Work to do: Using the welfare reform debate, say yes or no to whether each of these statements agrees with it, and quote the words that decide each one: 1. Brendan O'Connor supports the 2006 bill without any reservations. 2. Labor believes that people who can work should work. 3. People who lose a disability pension and move to the Newstart allowance will receive more support from the government.

--- begin Extract ---

We on this side of politics want real welfare reform that tackles the reasons why people with a disability are not working and delivers practical solutions. Real welfare reform gives people a chance of getting the skills an employer needs. Real welfare reform encourages employers to give people with a disability the opportunity to demonstrate their abilities. Real welfare reform understands that being a parent is an important job in itself and that work makes families more secure. Real welfare reform helps parents find the balance between supporting their family and raising their kids. Real welfare reform involves strong support from government in breaking down the barriers to participation—such as skills, work-family balance and employer attitudes—alongside fair and reasonable requirements for job seekers. And real welfare reform makes sure people get a fair reward for effort.
In conclusion, I support this bill simply because I have to—because if I do not, life will get too hard for the people who have to live under this legislation. But in supporting this bill, which fixes the technicalities, I am still strongly against the basic philosophy of the government’s reforms in this area. I ask the Howard government to actively help people with disabilities to find work and to encourage the public and private sectors to employ people with a disability. The government should stop treating disabilities or chronic illnesses as if they were crimes and stop automatically categorising people with disabilities as if they have no right at all to the disability support pension. If things were done this way, we would see a far more positive outcome than, sadly, we are going to see under the government’s reform agenda.
5:33 pm
Brendan O'Connor (Gorton, Australian Labor Party) Share this | Link to this | Hansard source
I rise to support the Employment and Workplace Relations Legislation Amendment (Welfare to Work and Other Measures) (Consequential Amendments) Bill 2006 in pretty much the same manner as the member for Canberra has supported it—that is, with grave reservations. With this bill, the government is attempting to fix its botched job on the substantive bill in December last year when it sought to reform our welfare system in, it argued, an equitable way. I think we can contend that that is not the case. There is no doubt that the Employment and Workplace Relations Legislation Amendment (Welfare to Work and Other Measures) Bill 2005 was a complete failure. Its objectives were, firstly, to ensure that people on welfare were able to participate effectively in the workforce and, secondly, to provide an equitable arrangement for people who are in need of support. Labor believes that people who can work should work and that we should care for those who cannot work. But there has been no significant effort by the government to set up the requirements to ensure that, if we are to shift people from welfare to employment, we can do so in a genuine way.
It has now become a cliche, but it would appear that it is not welfare to work. It is, and it will be for most people, welfare to welfare. People on disability pensions who will no longer qualify will move from a disability pension to the Newstart allowance or something comparable to the Newstart allowance. For them, nothing will change, except there will be a net reduction in the support they receive from the government in order to maintain some quality of life, some capacity to live decently. That is no answer to the problems that have beset us in this area.

--- end Extract ---
--- begin Raw records ---

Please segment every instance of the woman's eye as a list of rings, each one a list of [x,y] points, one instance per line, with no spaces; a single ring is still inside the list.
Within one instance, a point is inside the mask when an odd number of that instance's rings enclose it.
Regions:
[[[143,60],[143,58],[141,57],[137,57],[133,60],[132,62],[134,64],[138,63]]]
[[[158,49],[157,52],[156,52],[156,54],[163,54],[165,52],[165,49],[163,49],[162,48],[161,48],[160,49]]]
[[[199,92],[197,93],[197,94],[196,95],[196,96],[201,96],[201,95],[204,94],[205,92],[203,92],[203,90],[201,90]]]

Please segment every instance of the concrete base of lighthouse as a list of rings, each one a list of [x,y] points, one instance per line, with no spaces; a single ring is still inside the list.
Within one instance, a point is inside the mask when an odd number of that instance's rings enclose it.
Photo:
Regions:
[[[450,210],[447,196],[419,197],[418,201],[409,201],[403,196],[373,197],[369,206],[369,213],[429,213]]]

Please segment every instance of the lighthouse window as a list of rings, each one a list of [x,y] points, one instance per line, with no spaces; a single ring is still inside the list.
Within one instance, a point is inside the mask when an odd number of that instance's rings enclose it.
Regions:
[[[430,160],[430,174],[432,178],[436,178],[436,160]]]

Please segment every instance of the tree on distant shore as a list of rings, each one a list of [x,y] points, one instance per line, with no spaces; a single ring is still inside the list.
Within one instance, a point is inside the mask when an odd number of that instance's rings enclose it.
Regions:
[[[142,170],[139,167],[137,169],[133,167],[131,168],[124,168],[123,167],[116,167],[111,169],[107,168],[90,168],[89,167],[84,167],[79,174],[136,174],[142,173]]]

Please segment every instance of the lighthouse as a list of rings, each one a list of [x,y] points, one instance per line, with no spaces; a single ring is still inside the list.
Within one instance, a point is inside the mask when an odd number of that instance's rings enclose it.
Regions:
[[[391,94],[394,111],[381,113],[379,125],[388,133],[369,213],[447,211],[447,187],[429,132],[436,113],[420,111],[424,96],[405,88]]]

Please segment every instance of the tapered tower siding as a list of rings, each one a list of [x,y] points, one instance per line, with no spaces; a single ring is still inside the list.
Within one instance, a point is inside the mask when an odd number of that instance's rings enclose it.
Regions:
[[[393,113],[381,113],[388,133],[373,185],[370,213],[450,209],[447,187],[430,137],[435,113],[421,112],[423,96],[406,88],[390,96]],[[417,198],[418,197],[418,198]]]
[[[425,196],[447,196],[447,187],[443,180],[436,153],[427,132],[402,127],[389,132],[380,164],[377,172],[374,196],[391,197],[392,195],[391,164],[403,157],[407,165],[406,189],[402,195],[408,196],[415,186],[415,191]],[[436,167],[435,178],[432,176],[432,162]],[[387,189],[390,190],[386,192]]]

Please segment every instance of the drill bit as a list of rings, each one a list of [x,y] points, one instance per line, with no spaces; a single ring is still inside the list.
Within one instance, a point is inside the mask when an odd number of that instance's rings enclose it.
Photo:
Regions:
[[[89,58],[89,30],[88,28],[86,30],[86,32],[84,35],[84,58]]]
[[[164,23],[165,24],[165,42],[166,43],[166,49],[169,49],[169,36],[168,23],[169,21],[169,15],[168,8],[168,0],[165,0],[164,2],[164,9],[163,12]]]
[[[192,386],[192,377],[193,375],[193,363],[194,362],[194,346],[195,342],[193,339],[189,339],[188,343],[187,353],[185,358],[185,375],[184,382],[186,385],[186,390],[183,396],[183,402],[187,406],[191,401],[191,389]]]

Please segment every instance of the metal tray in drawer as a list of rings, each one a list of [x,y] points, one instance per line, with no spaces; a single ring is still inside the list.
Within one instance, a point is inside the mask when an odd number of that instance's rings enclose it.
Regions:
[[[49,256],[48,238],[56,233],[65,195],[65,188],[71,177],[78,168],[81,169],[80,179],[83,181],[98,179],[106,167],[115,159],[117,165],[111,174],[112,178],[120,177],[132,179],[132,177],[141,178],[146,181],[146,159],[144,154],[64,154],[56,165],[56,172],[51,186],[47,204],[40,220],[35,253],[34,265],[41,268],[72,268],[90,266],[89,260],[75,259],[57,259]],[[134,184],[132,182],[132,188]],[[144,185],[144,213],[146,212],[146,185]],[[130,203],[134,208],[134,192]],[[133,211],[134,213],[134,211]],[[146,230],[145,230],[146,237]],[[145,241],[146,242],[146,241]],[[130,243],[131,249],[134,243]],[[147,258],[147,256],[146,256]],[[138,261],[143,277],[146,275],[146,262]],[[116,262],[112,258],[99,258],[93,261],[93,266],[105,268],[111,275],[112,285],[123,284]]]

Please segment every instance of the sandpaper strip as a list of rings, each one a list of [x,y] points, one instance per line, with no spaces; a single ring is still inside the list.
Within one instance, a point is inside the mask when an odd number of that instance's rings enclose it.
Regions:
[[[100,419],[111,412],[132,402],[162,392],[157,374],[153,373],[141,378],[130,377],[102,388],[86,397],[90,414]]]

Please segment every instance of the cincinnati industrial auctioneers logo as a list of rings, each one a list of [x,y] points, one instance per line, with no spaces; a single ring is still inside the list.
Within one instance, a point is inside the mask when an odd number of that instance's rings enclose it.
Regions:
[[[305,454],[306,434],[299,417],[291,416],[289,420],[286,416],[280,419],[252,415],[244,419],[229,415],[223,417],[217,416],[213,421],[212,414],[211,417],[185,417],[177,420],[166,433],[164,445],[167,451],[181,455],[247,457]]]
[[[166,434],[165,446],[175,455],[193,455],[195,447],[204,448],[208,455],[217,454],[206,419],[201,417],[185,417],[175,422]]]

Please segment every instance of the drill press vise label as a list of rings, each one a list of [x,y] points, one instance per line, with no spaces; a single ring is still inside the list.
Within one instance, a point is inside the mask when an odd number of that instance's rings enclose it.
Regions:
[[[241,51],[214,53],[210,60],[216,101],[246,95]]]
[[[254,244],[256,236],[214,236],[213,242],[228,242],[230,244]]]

--- end Raw records ---

Task output:
1. No: "with grave reservations."
2. Yes: "Labor believes that people who can work should work and that we should care for those who cannot work."
3. No: "there will be a net reduction in the support they receive from the government"